>> BEGIN Record excerpts

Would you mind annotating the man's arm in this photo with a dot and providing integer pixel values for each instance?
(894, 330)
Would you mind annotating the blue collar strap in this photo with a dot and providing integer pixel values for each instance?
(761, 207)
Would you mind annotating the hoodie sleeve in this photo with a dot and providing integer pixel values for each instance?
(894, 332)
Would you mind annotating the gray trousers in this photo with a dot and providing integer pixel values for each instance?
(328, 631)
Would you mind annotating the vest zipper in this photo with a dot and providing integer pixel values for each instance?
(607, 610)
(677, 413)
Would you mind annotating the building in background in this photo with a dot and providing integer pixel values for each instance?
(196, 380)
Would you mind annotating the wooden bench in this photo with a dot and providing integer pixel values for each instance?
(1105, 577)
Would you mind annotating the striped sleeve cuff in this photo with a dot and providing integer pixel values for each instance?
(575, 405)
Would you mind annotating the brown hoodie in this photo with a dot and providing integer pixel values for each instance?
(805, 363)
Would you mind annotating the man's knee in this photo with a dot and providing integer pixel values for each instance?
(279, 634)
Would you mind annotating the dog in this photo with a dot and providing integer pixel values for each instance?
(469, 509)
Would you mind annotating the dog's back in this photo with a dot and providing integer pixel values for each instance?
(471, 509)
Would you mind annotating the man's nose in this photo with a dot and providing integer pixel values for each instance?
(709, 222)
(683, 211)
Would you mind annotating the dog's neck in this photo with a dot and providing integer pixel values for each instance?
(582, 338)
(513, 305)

>> END Record excerpts

- _The exercise_:
Rescale the listing from the line containing "Would you mind annotating the dog's back" through its final line, copying every line, requests included, while multiplying each answer coordinate by 1.9 and rounding to the nearest whole number, with halves rounded up. Give only those lines.

- _Solution to the problem_:
Would you mind annotating the dog's back in this photo with a dot and providing integer pixel values for each instance?
(895, 967)
Would you mind annotating the man's nose in this photo with a dot and providing integer pixel values for each instance?
(1347, 422)
(1298, 401)
Would you mind annotating the dog's neck in this photo with a dot and providing integer pixel values for each instance?
(1106, 642)
(975, 580)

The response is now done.